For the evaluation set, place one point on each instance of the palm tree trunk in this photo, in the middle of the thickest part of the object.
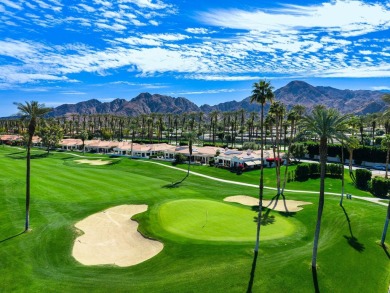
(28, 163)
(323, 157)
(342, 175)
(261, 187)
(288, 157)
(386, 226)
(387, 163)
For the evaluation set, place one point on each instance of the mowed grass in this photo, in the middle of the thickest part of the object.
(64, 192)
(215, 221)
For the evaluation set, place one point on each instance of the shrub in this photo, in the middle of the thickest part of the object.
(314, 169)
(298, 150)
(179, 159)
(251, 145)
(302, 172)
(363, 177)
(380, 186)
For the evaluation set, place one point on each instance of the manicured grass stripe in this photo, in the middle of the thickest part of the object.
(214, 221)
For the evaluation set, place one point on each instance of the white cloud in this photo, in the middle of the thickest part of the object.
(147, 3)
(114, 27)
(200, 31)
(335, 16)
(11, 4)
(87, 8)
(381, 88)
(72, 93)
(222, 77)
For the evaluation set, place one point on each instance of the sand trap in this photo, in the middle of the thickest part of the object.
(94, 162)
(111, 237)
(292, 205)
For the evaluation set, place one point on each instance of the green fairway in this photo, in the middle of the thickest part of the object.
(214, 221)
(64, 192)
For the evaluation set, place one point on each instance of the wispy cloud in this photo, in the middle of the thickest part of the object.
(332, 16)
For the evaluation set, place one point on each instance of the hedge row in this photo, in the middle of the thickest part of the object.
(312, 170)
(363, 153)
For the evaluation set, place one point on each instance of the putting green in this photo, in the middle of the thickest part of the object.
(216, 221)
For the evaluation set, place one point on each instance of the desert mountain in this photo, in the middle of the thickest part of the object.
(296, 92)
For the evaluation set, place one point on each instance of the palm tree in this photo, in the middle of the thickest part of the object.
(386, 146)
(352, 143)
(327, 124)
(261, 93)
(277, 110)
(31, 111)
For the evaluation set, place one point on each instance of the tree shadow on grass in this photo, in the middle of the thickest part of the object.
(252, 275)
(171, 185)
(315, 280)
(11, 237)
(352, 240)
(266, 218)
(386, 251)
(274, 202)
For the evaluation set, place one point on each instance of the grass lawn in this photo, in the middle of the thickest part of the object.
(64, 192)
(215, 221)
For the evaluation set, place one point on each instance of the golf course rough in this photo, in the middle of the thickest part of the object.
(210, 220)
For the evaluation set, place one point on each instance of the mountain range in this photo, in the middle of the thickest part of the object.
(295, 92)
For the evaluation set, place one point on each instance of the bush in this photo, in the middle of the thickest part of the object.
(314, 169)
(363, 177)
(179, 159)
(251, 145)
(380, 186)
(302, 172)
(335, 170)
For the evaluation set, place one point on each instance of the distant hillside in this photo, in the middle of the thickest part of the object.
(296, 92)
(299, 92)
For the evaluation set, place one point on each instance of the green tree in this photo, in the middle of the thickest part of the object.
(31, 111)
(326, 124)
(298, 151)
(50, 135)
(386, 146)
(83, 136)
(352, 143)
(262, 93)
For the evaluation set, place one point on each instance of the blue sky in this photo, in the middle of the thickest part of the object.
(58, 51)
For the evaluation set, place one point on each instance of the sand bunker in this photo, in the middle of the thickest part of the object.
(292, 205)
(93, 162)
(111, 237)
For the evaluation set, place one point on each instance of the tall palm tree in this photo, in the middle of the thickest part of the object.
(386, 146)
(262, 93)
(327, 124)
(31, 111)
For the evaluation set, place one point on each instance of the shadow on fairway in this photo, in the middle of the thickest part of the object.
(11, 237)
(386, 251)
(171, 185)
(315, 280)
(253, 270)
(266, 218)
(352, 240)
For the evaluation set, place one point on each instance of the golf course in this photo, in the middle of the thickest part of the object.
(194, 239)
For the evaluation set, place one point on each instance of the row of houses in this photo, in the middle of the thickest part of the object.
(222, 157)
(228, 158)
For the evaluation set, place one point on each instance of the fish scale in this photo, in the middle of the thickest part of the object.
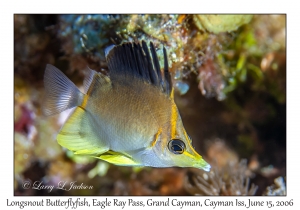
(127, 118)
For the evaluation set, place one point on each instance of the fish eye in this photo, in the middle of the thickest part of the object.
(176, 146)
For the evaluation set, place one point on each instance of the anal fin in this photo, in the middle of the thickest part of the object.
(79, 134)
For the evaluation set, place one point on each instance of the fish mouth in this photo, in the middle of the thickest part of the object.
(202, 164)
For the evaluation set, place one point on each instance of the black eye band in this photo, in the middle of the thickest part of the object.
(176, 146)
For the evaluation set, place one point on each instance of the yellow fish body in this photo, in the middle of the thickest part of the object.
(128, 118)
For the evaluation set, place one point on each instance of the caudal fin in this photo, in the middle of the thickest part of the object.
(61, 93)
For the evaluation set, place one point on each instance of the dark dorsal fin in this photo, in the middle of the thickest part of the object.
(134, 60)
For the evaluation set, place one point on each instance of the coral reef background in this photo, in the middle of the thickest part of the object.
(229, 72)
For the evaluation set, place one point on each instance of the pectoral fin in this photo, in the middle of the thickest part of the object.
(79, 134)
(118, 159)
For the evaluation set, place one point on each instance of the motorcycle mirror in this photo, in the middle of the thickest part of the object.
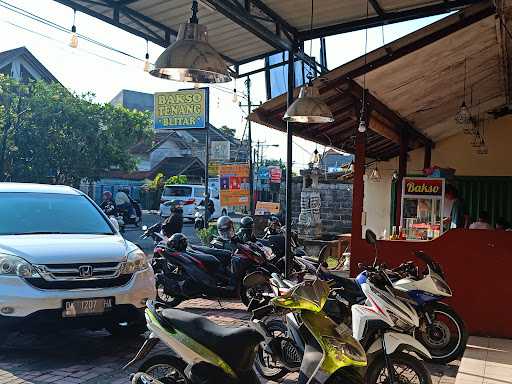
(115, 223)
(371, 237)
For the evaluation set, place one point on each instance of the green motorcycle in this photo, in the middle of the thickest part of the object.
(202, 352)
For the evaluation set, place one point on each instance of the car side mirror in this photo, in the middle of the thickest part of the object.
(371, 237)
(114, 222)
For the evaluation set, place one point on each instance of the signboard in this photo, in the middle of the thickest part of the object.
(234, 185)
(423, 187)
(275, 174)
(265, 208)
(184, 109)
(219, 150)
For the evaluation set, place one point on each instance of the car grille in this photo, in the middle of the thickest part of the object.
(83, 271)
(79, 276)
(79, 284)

Set task ->
Rescale the rows from the line containing "the car grille" through the end of the rows, both ends included. Write out every line in that span, including the request, and multiply each point coordinate by 1.7, rounding to whole numbers with halves rounded up.

The response ->
For the evaluation set, place one point on each instance of the car grille in this photo, in the middle of the thickest part of the object.
(141, 461)
(134, 469)
(134, 483)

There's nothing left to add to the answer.